── Supplied data ──
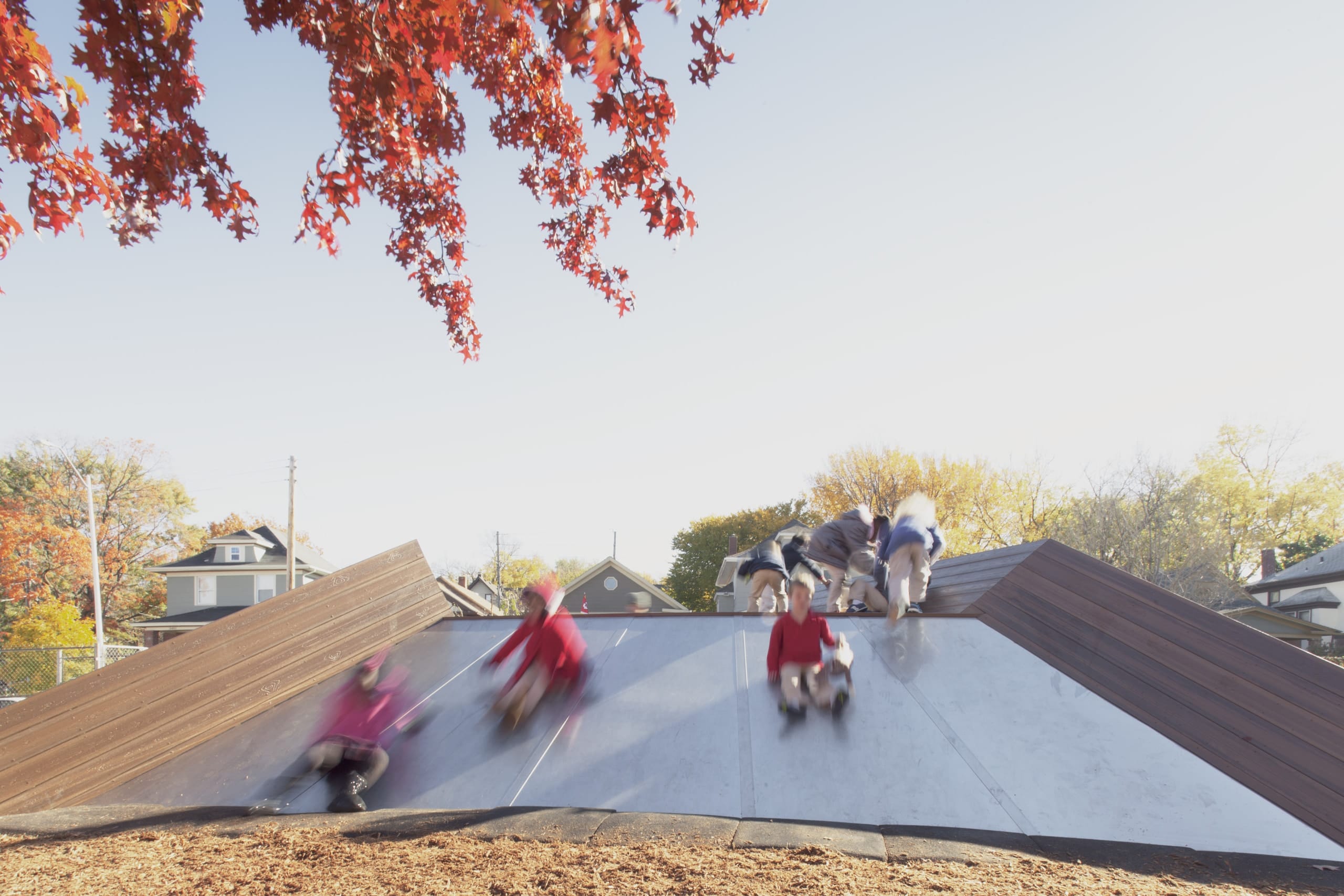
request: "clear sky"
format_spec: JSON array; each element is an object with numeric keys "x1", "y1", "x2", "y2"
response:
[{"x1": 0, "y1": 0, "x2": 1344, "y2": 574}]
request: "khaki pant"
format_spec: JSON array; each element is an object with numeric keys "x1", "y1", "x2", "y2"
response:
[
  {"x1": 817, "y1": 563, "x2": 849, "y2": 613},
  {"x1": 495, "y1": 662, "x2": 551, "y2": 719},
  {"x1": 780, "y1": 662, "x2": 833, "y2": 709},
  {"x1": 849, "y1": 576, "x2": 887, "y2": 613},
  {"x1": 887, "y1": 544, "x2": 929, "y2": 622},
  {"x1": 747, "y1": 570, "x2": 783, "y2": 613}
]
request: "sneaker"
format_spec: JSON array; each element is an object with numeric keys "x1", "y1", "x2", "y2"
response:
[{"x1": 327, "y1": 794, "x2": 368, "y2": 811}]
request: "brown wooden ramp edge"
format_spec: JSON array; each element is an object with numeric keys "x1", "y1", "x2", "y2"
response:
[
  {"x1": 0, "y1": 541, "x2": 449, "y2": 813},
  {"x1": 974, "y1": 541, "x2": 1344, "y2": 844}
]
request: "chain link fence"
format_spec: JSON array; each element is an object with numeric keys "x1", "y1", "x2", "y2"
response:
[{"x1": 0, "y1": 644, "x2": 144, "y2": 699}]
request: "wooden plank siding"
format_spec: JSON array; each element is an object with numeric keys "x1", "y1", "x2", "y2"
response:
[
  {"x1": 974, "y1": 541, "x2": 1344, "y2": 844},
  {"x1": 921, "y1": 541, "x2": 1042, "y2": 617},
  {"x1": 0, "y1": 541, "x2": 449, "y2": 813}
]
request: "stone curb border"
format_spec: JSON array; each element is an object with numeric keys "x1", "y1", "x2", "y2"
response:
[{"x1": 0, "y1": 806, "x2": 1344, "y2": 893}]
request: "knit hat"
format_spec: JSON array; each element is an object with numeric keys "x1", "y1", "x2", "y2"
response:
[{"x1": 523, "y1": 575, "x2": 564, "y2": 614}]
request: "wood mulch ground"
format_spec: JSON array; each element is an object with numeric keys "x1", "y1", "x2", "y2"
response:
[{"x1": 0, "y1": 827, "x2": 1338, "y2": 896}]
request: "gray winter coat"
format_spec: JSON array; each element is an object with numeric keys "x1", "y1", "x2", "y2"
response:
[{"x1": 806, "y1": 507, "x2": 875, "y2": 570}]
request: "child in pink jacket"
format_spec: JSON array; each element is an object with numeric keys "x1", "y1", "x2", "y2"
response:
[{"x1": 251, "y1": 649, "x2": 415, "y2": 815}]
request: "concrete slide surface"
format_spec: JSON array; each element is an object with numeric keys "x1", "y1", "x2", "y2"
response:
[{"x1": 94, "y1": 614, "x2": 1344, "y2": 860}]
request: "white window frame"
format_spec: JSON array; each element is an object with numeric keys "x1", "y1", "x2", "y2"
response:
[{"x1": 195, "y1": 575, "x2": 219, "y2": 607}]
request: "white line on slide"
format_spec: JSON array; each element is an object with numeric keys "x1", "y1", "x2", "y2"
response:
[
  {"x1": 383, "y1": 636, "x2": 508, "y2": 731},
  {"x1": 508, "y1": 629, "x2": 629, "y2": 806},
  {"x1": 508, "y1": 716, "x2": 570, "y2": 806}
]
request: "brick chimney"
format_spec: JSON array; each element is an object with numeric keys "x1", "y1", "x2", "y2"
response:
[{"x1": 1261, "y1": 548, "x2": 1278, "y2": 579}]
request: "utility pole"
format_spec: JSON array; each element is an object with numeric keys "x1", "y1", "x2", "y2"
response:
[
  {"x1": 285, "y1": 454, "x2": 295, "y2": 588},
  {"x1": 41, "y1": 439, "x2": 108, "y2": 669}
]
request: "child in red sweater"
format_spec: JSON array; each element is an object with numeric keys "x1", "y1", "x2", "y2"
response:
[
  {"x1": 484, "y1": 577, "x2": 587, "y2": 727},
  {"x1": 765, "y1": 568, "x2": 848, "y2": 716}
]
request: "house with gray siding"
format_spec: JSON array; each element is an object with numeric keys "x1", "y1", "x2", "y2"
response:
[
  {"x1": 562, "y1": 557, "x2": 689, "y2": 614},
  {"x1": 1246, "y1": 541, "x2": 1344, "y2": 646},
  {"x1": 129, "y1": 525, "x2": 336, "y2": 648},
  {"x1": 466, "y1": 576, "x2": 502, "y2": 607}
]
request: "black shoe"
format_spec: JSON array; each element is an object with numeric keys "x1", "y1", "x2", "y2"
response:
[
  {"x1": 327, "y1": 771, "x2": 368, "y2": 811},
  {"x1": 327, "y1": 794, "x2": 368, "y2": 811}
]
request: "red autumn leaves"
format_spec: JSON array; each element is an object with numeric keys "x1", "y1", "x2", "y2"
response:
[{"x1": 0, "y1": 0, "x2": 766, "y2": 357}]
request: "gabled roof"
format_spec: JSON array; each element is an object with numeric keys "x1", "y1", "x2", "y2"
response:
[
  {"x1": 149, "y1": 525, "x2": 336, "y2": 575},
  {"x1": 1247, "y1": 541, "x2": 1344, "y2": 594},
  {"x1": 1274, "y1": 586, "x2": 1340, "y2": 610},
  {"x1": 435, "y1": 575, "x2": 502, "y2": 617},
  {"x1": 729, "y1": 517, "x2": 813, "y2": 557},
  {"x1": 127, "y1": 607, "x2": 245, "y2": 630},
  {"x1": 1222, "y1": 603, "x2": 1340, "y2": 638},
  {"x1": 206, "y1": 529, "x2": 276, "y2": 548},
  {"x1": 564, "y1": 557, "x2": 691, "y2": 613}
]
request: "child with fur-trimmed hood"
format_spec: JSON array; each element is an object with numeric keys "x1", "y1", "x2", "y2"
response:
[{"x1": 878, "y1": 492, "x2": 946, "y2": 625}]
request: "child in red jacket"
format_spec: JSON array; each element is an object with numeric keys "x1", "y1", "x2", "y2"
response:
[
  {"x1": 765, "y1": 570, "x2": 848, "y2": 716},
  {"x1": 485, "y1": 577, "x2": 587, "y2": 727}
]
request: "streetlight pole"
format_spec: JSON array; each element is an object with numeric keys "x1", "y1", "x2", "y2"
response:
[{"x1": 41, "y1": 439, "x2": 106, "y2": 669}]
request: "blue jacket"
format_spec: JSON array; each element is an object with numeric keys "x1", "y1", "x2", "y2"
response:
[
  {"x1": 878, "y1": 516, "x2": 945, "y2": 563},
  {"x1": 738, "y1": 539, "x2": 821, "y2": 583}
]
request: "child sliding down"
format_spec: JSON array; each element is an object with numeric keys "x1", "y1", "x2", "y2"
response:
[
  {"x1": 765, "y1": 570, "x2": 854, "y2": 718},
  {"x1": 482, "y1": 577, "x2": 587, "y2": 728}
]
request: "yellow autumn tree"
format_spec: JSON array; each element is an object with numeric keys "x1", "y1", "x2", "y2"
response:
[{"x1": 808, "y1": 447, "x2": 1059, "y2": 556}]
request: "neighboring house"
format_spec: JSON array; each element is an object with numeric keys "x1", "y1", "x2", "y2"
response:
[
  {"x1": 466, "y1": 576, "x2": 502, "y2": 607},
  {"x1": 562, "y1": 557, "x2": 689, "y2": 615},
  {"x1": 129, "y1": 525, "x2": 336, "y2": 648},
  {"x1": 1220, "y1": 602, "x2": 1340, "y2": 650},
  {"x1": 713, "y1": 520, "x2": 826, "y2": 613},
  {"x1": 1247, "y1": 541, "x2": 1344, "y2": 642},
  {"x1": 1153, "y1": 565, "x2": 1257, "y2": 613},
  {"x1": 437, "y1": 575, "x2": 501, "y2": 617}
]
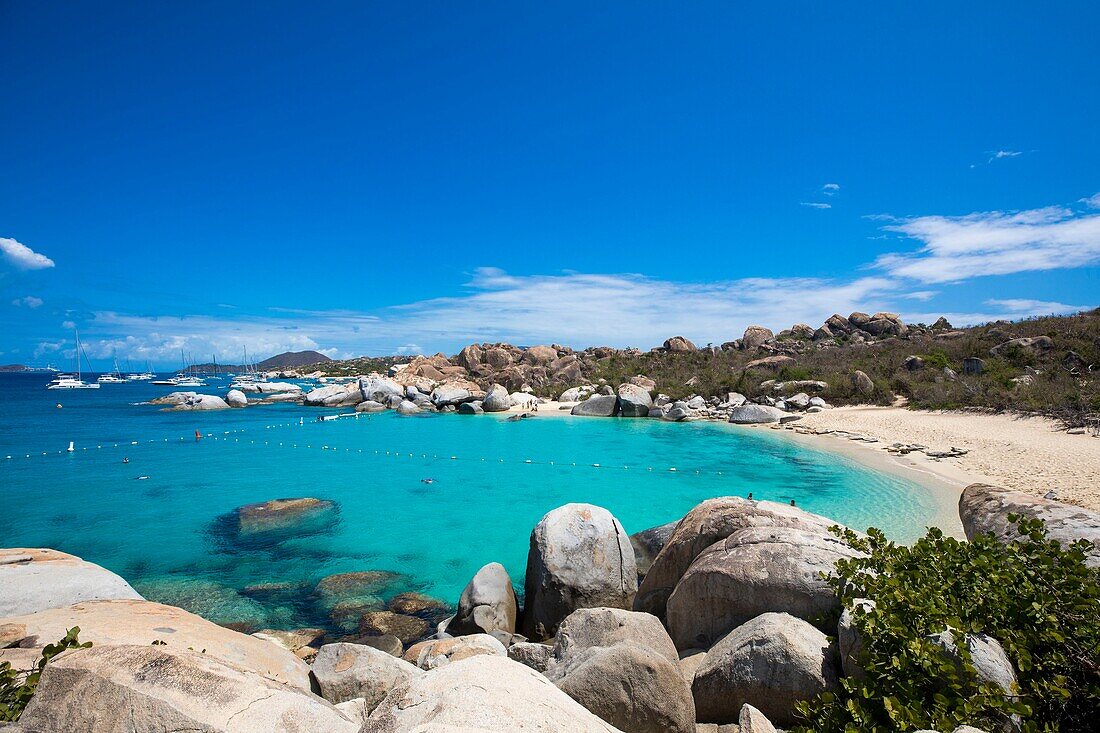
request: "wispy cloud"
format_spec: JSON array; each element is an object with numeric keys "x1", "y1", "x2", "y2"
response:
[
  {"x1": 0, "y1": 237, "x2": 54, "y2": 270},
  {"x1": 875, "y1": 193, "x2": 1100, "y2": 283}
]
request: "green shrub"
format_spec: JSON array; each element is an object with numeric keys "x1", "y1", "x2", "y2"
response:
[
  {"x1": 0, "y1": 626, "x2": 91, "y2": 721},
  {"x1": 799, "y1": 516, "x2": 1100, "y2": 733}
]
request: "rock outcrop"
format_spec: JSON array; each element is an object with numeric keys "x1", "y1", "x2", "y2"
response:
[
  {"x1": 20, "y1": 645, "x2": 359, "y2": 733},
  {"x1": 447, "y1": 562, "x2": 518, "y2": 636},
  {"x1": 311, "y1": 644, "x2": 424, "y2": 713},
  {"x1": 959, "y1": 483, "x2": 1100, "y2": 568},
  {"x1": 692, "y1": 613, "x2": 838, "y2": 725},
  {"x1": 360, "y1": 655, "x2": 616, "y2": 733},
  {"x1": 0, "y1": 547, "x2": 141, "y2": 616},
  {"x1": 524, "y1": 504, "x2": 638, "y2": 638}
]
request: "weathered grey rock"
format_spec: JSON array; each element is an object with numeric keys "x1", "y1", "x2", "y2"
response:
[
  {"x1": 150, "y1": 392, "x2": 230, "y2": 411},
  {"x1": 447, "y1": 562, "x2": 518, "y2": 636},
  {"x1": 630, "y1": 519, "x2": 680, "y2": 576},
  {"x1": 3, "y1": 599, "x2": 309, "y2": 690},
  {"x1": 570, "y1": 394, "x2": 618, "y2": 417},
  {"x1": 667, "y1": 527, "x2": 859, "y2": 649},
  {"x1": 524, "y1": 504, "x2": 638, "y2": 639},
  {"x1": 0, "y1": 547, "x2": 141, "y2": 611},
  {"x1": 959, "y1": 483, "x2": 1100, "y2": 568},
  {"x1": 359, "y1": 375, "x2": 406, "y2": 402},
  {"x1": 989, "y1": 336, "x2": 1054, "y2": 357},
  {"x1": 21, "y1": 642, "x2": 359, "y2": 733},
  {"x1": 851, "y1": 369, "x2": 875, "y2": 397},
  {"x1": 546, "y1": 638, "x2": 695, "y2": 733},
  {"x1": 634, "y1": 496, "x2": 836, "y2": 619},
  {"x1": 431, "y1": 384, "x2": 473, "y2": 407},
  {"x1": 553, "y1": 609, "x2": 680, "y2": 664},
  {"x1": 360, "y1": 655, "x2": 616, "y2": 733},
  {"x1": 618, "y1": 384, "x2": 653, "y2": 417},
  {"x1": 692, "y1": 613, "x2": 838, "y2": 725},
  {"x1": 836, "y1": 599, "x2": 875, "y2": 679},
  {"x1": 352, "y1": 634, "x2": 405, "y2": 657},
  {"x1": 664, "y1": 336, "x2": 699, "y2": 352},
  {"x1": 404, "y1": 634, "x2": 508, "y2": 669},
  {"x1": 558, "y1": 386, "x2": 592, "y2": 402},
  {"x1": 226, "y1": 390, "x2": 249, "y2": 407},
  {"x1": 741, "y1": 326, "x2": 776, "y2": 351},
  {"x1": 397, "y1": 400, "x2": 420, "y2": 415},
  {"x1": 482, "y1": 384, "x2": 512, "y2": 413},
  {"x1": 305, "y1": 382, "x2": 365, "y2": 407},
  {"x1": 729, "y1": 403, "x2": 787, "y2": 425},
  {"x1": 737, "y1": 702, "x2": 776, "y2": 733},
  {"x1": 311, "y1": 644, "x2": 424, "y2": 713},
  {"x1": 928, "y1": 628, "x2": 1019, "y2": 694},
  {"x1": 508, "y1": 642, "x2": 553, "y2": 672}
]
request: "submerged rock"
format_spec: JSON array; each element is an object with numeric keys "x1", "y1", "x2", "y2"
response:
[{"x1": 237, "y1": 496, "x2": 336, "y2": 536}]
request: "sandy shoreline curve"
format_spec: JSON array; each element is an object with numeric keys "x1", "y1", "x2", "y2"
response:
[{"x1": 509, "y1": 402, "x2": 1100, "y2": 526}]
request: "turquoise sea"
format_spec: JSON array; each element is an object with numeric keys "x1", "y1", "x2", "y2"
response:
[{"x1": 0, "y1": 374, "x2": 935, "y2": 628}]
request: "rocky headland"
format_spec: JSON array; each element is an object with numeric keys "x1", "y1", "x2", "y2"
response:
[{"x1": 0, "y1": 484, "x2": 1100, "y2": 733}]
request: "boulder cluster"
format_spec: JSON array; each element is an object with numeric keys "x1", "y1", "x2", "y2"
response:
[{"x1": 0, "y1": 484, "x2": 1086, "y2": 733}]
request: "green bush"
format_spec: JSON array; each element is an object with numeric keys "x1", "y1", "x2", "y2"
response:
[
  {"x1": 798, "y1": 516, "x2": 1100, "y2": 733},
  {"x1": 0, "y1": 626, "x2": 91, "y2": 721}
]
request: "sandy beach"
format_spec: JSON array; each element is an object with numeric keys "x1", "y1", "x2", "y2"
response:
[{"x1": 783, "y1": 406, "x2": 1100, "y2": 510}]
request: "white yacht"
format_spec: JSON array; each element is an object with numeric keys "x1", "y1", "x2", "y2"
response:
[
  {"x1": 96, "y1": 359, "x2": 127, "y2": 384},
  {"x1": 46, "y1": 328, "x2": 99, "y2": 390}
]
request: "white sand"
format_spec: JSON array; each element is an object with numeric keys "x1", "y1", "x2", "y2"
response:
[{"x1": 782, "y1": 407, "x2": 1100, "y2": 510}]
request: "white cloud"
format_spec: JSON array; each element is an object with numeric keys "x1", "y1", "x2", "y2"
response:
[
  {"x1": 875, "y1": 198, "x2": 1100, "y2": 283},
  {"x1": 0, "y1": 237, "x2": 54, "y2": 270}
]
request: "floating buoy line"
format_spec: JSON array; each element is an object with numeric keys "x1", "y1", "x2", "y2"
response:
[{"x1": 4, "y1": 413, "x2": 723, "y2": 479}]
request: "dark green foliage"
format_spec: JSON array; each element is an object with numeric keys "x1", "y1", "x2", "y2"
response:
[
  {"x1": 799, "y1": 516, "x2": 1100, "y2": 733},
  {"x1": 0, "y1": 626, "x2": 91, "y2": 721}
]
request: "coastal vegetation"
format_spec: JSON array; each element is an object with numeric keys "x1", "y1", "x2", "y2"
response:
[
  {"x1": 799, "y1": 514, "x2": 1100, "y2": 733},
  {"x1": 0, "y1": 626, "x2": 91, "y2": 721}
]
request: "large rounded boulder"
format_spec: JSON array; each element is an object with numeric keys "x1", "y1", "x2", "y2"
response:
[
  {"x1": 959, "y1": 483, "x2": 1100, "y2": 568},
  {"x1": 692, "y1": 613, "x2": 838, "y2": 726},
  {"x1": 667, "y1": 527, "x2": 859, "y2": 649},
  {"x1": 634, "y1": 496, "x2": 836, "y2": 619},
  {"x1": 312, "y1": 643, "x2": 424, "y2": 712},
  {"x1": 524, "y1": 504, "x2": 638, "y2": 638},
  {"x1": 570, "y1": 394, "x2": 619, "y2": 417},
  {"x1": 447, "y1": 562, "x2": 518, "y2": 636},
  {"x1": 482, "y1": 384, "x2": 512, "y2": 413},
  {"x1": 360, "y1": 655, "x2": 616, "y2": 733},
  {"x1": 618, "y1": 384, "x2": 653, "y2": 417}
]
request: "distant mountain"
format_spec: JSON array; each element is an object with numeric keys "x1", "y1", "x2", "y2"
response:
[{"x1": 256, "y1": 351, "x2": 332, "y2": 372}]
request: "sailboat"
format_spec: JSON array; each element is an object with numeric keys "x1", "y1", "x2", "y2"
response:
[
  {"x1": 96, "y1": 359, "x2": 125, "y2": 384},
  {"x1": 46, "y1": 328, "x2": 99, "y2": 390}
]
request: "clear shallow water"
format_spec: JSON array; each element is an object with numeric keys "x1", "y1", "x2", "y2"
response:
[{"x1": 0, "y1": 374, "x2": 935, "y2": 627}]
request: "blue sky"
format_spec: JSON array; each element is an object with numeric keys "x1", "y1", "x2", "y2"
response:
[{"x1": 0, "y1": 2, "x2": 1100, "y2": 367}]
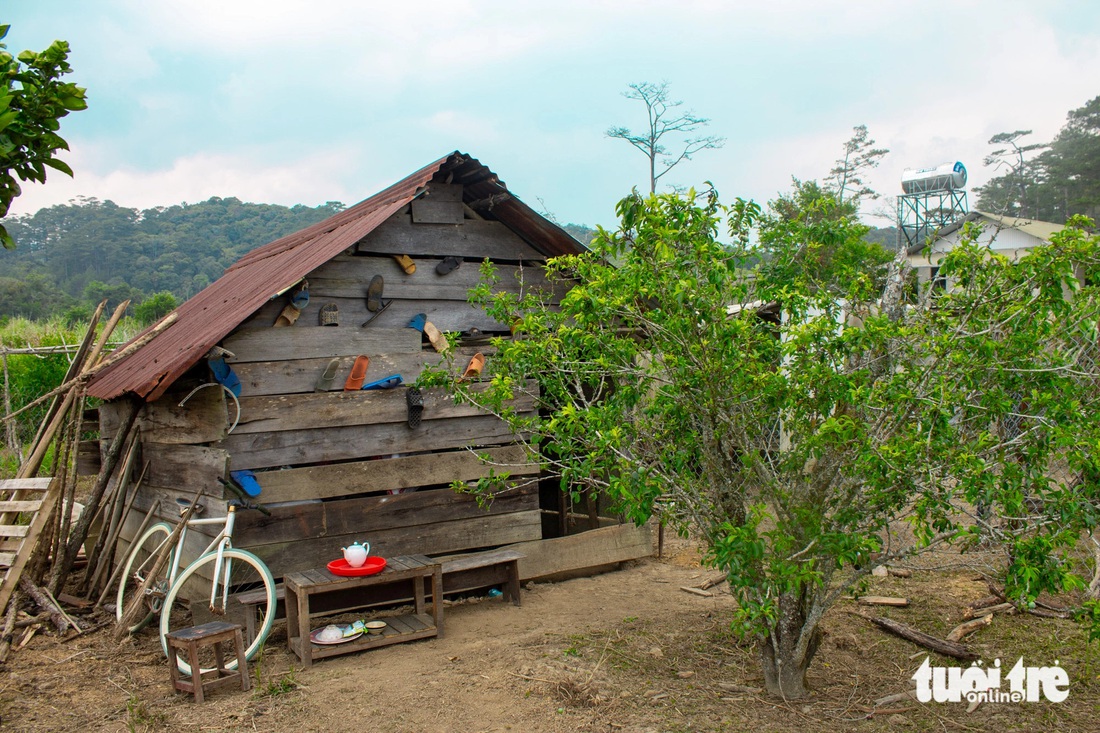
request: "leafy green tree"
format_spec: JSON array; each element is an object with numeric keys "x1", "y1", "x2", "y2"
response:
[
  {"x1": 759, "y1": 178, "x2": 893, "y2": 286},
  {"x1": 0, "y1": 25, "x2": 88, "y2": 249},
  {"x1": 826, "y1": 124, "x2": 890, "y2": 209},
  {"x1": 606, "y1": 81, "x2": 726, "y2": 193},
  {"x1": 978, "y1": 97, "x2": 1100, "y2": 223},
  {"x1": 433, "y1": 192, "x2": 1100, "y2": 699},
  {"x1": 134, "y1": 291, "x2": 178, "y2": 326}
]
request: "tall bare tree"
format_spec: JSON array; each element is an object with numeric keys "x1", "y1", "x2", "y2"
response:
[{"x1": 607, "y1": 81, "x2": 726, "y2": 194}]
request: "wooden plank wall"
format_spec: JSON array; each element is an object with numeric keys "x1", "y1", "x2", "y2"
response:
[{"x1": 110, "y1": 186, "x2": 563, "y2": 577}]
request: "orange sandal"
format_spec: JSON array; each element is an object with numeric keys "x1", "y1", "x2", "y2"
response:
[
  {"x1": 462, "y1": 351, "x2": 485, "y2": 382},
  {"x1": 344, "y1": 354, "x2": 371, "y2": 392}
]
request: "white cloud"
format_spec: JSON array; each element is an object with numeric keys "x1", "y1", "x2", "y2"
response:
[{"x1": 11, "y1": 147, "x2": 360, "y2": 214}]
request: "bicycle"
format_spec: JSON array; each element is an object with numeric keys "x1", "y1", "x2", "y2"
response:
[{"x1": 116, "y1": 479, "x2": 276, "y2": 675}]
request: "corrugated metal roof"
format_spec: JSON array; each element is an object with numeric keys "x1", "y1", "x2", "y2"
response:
───
» **Objective**
Pull out every line of the material above that contains the string "pole", treating uppercase and lowercase letters as different.

» **Task solution**
request: "utility pole"
request: "streetlight pole"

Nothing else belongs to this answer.